Texto do documento:
+---+

Foi também este o entendimento seguido no douto Acórdão do TRP, de 14.11.2012 (proferido no processo n. 15722/10.0TDPRT, in www.dgsi-pt), no qual se diz que:

«A propósito dos crimes de injúrias e difamação a nossa jurisprudência, com destaque para esta Relação do Porto, tem vindo a aferir critérios apertados de tipificação destes ilícitos, de modo a compatibilizar os mesmos com o princípio constitucional da intervenção mínima do direito penal (18. º, n. º 2 Constituição) e com outros direitos fundamentais.

Um deles é a liberdade de expressão, que tem consagração no artigo 37.º Constituição, estabelecendo-se no seu n.º 1 que "Todos têm o direito de exprimir e divulgar livremente o seu pensamento pela palavra, pela imagem ou por qualquer outro meio, bem como o direito de informar e de ser informados, sem impedimentos nem discriminações", acrescentando-se no seu n. º 2 que "O exercício desses direitos não pode ser impedido ou limitado por qualquer tipo ou forma de censura".

A par deste direito fundamental existe ainda o "direito ao bom nome e reputação" (26.º Constituição), o qual confere dignidade constitucional ao crime de difamação e de injúrias, mas estes, como já referimos, com uma incidência essencialmente pessoalíssima, porquanto tal directriz constitucional surge no âmbito da tutela constitucional da personalidade do cidadão.

+---+

Dados registados:
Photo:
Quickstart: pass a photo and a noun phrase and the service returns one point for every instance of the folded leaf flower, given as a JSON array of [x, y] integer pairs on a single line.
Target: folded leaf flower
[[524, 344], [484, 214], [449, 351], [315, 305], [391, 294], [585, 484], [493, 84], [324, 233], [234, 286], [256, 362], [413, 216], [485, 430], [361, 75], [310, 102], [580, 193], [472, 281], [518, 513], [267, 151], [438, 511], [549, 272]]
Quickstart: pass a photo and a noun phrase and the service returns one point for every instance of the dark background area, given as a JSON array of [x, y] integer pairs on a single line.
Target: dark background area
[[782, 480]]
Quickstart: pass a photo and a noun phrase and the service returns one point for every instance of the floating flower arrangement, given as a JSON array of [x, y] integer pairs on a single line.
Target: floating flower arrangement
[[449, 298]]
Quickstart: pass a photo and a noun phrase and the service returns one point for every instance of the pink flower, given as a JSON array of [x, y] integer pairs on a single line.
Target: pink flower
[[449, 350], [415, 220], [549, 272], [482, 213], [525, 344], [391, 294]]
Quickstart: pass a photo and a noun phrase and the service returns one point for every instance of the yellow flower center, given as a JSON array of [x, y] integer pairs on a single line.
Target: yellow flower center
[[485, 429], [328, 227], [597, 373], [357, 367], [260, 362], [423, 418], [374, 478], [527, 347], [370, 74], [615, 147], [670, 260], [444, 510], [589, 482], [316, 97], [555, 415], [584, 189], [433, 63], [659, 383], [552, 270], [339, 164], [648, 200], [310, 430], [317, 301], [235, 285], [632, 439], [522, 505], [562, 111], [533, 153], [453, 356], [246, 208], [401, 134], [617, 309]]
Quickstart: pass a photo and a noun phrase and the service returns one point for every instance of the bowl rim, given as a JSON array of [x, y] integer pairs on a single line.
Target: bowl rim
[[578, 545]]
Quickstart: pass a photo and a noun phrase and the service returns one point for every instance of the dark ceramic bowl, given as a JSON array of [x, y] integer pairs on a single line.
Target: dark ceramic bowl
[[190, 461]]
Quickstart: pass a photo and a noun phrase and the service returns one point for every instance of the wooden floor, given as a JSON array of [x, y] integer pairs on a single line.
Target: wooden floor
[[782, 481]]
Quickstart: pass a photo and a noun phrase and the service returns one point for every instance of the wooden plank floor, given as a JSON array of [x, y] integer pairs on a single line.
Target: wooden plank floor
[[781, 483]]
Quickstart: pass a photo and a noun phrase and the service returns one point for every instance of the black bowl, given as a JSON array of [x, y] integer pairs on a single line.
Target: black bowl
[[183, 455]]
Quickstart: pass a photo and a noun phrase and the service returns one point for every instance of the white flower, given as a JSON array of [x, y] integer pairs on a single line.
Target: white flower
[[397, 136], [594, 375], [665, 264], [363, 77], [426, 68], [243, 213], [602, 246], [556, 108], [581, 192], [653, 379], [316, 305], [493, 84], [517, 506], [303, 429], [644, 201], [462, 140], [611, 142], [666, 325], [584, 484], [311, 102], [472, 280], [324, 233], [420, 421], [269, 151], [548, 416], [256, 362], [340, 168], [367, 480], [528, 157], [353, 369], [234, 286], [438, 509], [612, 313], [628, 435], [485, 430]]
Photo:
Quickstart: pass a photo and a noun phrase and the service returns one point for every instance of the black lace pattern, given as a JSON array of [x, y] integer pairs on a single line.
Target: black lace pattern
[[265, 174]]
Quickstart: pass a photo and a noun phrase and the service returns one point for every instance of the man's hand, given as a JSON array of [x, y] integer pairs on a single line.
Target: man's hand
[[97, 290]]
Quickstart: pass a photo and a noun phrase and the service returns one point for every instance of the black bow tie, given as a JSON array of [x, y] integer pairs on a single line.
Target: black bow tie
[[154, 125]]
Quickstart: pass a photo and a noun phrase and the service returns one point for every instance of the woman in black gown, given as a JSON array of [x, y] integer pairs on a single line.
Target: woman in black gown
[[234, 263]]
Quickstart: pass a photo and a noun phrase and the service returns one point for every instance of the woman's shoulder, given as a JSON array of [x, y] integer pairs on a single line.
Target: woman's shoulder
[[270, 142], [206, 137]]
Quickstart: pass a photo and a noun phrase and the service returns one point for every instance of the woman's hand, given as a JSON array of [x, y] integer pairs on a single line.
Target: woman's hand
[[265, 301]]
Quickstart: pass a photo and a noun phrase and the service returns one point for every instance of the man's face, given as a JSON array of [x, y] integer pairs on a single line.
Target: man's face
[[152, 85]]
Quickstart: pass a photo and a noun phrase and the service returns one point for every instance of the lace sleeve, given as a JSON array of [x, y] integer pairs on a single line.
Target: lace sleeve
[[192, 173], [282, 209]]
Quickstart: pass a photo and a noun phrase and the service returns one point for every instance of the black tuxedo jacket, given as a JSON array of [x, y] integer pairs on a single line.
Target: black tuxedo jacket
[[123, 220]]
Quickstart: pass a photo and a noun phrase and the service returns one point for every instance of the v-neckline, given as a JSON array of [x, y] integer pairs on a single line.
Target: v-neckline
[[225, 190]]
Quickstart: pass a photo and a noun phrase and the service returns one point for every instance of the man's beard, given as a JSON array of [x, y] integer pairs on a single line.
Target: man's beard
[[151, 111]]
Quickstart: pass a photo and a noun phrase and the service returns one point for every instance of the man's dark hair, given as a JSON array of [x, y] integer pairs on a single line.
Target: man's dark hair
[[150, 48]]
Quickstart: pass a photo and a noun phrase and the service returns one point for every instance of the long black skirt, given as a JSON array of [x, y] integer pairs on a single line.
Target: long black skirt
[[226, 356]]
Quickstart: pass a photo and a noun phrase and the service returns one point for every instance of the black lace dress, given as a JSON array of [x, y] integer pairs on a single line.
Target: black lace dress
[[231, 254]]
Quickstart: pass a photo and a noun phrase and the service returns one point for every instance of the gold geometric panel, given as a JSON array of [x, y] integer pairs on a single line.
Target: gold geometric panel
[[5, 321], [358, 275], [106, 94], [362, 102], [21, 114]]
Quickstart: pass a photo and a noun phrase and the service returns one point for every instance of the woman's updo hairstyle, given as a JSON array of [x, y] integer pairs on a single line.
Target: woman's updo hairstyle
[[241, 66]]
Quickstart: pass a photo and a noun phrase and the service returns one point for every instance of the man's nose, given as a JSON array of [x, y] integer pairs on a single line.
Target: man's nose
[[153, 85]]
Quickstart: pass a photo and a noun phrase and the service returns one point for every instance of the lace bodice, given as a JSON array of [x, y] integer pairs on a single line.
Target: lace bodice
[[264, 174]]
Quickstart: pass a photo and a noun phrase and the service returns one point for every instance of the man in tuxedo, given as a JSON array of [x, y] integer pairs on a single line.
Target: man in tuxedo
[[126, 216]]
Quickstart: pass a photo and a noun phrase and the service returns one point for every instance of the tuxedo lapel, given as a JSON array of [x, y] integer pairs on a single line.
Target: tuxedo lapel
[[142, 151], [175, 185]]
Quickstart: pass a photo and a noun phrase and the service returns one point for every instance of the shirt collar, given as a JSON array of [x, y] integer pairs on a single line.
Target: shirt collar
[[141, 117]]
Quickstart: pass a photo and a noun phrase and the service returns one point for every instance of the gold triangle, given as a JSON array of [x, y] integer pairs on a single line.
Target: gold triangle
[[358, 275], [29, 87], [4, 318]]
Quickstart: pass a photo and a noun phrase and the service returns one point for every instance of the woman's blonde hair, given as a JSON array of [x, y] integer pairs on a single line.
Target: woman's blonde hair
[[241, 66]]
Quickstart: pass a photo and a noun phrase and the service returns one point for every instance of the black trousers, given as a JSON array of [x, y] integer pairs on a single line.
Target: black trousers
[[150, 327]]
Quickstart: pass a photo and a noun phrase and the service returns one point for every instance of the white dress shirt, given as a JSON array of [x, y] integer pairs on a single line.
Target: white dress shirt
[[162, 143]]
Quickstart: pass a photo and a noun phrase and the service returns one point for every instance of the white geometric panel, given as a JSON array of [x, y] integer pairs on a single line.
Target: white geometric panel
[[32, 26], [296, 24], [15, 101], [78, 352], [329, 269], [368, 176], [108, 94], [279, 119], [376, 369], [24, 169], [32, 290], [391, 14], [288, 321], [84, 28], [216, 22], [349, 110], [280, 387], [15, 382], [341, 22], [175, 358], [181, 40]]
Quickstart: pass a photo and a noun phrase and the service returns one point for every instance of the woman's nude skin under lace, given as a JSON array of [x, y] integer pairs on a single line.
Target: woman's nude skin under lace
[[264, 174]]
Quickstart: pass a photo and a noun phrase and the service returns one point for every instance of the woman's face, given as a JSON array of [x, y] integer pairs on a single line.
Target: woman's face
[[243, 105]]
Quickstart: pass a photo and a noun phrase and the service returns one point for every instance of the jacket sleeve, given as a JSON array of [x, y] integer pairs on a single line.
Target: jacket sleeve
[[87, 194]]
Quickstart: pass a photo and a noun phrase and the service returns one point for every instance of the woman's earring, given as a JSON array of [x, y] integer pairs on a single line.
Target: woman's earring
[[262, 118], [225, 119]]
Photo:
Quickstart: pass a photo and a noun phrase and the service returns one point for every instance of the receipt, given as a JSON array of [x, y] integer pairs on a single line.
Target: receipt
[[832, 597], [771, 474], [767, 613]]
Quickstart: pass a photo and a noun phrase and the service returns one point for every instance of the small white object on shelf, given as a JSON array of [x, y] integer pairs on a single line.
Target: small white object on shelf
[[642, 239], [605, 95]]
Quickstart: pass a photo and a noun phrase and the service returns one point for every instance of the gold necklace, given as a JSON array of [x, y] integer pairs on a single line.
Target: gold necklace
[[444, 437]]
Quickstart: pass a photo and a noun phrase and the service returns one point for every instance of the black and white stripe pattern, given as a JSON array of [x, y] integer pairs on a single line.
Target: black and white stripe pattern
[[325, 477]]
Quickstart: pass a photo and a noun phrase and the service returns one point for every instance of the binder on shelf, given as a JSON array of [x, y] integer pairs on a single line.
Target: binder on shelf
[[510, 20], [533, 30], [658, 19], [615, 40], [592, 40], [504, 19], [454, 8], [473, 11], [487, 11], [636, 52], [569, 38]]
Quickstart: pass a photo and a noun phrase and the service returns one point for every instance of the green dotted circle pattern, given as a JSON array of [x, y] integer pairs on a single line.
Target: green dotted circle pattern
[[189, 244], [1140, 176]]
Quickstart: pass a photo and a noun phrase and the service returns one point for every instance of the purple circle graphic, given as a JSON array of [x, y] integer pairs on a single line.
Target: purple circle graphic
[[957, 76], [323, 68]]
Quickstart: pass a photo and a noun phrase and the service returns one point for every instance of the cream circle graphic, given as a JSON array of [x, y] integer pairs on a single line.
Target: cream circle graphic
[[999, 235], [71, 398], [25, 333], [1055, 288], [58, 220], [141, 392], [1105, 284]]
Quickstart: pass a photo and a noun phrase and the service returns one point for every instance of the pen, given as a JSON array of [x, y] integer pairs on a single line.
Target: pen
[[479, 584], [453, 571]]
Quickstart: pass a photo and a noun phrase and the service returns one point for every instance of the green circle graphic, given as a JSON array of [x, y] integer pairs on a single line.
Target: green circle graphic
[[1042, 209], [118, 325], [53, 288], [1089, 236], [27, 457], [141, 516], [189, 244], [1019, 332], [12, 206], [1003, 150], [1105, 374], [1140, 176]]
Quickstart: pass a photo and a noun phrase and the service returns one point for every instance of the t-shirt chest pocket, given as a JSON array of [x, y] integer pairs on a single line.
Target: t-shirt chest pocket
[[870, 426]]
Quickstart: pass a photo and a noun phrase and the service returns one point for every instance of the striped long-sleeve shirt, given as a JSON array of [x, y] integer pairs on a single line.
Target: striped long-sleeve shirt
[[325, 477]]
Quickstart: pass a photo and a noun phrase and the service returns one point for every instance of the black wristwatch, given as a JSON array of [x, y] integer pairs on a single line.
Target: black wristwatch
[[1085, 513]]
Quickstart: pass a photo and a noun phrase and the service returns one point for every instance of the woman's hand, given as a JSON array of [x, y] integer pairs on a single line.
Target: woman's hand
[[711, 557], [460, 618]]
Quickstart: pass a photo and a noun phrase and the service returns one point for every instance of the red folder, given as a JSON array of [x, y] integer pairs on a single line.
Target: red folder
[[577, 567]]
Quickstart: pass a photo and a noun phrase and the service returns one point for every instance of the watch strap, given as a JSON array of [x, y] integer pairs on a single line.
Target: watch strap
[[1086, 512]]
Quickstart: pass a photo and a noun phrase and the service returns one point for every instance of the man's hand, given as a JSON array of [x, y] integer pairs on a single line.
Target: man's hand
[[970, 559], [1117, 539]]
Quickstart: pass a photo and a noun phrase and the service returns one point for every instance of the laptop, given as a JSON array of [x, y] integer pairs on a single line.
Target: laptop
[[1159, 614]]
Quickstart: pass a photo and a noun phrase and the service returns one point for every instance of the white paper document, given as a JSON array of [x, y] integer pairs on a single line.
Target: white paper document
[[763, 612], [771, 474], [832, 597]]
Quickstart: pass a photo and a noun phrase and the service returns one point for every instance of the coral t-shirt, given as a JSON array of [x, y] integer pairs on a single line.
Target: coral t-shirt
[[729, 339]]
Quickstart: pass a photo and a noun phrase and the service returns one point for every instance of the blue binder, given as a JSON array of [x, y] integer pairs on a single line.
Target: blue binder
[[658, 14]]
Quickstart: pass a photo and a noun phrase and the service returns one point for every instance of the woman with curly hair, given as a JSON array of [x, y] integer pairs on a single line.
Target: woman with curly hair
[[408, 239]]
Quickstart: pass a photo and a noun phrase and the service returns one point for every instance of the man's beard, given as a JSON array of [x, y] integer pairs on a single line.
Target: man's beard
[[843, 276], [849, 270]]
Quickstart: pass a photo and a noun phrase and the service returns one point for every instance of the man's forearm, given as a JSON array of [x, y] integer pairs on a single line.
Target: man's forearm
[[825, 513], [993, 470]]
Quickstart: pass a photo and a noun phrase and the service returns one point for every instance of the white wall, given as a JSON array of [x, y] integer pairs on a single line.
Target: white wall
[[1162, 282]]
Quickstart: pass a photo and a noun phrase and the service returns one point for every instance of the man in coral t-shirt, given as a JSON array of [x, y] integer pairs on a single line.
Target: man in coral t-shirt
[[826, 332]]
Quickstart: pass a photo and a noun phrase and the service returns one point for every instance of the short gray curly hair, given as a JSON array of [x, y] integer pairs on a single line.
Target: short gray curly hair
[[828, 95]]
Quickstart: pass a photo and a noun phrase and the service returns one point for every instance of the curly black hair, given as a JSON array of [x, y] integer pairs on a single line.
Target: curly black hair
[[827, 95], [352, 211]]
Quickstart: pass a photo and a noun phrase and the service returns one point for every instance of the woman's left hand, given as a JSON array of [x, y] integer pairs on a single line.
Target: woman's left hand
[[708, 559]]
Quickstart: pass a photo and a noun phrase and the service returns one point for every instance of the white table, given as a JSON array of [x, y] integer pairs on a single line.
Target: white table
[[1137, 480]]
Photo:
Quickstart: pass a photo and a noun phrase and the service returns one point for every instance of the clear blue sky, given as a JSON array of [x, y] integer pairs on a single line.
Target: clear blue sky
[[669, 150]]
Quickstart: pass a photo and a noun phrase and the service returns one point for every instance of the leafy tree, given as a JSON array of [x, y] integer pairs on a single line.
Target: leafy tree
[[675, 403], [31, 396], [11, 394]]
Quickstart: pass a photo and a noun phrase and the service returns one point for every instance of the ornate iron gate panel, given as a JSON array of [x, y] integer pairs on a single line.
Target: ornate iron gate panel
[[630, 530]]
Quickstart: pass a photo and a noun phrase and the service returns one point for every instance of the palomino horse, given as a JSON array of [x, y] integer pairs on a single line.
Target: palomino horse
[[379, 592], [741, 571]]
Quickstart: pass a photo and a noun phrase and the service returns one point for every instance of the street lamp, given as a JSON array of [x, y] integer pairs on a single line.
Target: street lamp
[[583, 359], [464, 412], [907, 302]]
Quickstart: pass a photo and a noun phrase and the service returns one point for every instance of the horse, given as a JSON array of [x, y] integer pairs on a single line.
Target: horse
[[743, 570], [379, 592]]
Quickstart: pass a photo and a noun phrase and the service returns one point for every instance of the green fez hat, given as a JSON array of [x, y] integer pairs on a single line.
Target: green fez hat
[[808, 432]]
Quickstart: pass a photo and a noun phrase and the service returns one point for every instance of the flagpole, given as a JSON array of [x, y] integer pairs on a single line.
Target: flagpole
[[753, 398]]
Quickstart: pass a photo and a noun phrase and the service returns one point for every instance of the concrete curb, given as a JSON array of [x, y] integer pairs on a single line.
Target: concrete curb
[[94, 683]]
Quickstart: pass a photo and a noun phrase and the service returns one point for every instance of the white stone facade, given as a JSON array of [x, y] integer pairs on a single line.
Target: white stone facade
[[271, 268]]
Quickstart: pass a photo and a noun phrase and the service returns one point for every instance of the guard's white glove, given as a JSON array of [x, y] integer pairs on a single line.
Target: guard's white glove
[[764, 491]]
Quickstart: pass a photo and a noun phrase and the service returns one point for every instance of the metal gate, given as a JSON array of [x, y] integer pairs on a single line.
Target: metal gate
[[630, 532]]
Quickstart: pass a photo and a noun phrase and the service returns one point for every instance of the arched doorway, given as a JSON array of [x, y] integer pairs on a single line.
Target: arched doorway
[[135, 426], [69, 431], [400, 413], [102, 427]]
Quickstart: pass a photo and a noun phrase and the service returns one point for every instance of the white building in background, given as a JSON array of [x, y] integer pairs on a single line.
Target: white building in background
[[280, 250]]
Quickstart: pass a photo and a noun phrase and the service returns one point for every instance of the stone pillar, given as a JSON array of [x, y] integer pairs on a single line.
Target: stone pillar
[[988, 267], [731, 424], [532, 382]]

+---+

Enunciado: Transcreva sem alterações, do texto do documento, o trecho que abre com as palavras "Foi também este" e fecha com "outros direitos fundamentais.".

Resposta correta:
Foi também este o entendimento seguido no douto Acórdão do TRP, de 14.11.2012 (proferido no processo n. 15722/10.0TDPRT, in www.dgsi-pt), no qual se diz que:

«A propósito dos crimes de injúrias e difamação a nossa jurisprudência, com destaque para esta Relação do Porto, tem vindo a aferir critérios apertados de tipificação destes ilícitos, de modo a compatibilizar os mesmos com o princípio constitucional da intervenção mínima do direito penal (18. º, n. º 2 Constituição) e com outros direitos fundamentais.